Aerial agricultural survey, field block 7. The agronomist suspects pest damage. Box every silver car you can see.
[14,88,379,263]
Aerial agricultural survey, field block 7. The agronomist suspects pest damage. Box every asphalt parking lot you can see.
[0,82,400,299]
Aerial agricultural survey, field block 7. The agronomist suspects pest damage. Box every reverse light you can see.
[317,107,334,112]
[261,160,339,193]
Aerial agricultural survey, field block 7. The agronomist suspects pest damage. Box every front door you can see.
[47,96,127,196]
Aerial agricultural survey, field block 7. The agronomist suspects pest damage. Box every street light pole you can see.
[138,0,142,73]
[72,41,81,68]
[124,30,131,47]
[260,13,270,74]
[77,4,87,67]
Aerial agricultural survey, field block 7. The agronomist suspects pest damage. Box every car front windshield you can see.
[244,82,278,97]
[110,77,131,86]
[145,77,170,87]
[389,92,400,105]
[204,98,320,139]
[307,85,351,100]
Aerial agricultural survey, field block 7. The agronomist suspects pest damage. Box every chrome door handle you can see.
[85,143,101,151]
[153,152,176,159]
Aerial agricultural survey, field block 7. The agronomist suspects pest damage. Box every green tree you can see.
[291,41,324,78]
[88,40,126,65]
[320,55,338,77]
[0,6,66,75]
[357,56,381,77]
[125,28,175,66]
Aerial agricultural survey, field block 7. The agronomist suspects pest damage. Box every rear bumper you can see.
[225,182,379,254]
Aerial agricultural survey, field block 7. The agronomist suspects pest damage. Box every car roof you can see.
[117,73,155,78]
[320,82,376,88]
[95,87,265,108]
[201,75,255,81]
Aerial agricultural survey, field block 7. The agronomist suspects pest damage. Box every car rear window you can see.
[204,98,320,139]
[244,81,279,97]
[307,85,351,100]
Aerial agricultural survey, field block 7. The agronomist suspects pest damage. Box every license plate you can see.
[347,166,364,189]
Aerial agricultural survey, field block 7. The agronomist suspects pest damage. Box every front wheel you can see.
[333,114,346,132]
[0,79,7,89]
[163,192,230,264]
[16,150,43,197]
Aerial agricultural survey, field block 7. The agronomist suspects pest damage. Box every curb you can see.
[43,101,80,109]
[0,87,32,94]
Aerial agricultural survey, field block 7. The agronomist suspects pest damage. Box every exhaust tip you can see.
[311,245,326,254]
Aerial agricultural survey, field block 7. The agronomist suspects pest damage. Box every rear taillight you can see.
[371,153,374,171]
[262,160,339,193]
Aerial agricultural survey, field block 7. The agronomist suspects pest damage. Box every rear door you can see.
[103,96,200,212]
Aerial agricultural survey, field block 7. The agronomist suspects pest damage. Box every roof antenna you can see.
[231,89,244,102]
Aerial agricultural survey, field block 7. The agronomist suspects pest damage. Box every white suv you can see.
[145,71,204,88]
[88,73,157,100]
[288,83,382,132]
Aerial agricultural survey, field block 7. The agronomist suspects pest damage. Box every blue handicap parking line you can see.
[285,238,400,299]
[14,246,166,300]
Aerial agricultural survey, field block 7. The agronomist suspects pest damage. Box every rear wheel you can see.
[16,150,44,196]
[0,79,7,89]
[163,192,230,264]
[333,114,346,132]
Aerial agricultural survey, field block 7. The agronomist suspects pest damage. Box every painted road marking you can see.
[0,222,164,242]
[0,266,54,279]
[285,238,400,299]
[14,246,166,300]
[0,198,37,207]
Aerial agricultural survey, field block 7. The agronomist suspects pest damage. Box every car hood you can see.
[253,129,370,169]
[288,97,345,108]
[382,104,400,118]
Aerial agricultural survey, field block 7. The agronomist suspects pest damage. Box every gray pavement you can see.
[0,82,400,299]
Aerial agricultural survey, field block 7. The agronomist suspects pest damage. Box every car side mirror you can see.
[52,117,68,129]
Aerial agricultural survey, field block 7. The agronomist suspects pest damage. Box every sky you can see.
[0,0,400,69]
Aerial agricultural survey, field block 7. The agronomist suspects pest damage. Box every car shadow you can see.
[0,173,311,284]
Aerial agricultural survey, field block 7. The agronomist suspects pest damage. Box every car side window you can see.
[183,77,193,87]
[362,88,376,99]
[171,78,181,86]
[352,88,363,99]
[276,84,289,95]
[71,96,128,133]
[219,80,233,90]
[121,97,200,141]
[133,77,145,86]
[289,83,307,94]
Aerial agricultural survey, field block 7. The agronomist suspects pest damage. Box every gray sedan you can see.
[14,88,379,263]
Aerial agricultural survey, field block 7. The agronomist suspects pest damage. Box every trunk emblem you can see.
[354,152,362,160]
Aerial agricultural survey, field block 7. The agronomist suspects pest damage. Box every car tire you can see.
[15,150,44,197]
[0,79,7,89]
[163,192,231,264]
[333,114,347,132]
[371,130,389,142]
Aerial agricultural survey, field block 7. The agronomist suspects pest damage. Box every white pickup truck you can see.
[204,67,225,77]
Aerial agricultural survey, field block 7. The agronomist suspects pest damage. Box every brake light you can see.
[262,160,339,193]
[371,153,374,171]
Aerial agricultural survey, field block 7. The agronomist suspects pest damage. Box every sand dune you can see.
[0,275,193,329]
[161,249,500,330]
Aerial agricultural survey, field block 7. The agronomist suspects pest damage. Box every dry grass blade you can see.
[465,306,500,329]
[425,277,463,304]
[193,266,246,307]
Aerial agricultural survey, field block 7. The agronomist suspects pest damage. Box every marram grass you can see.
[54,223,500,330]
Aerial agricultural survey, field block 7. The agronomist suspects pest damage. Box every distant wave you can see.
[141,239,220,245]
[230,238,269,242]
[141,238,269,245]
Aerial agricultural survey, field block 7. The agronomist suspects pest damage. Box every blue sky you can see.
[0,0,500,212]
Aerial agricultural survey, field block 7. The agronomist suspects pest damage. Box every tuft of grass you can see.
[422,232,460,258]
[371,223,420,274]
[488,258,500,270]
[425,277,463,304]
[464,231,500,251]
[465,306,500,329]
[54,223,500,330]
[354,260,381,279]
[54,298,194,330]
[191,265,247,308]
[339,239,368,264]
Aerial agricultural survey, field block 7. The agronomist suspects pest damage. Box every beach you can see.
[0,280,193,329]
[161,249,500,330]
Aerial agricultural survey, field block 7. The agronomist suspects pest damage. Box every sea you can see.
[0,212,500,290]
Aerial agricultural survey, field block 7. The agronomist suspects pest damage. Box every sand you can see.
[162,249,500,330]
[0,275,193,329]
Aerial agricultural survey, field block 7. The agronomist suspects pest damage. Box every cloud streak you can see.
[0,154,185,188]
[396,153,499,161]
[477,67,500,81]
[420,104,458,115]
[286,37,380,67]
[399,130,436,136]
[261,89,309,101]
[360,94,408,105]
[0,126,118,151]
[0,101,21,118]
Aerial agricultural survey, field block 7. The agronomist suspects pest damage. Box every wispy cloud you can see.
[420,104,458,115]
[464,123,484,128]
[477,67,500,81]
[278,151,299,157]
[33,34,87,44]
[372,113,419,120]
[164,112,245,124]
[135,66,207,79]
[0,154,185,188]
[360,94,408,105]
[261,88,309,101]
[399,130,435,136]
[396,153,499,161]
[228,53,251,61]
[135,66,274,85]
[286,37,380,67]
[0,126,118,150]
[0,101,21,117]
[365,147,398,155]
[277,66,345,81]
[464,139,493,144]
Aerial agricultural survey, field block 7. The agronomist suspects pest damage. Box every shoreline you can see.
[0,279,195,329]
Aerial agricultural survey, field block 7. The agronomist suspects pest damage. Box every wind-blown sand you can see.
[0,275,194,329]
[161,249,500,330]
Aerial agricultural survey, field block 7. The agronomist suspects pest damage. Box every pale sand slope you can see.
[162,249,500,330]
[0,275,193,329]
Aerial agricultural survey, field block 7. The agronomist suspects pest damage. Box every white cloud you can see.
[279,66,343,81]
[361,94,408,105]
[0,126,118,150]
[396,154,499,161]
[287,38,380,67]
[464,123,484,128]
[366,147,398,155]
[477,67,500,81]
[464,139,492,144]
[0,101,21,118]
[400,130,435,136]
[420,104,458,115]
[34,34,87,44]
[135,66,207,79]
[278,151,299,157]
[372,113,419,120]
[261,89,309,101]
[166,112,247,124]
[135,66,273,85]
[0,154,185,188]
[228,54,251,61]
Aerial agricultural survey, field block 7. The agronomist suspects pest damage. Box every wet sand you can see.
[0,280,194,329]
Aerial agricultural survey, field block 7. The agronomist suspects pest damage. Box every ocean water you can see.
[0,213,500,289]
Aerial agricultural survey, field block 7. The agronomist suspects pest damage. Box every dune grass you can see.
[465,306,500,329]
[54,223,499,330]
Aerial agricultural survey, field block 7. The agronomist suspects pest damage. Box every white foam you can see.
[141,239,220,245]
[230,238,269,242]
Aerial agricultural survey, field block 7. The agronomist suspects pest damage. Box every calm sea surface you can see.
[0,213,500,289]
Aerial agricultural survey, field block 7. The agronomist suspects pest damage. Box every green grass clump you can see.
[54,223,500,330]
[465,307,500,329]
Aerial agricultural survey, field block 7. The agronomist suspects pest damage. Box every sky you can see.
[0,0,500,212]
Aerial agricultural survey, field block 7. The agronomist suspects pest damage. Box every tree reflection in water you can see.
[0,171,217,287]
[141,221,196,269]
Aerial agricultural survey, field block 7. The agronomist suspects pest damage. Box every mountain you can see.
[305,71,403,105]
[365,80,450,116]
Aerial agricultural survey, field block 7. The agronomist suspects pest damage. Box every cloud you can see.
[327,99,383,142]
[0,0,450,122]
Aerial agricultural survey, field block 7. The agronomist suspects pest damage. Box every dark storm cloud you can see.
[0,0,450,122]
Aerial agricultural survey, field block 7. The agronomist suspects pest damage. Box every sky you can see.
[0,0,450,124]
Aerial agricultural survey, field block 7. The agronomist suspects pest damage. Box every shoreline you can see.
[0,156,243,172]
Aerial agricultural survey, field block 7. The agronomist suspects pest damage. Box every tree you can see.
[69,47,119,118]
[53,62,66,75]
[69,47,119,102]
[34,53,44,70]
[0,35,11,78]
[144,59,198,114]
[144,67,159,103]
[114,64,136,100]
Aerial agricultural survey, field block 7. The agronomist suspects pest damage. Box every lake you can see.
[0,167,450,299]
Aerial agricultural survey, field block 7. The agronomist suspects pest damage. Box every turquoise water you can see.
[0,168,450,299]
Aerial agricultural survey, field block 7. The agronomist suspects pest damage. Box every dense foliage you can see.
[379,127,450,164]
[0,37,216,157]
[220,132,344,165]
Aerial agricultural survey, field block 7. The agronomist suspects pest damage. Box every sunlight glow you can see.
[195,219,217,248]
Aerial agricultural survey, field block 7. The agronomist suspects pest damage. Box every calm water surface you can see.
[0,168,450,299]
= = = =
Copy out the records exactly, starting at the line containing "wet sand you can see." and running through the line containing "[54,223,499,330]", with both of those lines included.

# COMPLETE RESPONSE:
Aerial agricultural survey, field block 7. The agronomist suspects pest damage. Box every wet sand you can see.
[0,280,194,329]
Aerial agricultural survey, field block 7. The agronomist suspects pest damage. Box every ocean water you can see.
[0,213,500,289]
Aerial agricultural survey, field block 7. The agronomist suspects pest damage. Box every dune grass you can see.
[465,306,500,329]
[54,223,499,330]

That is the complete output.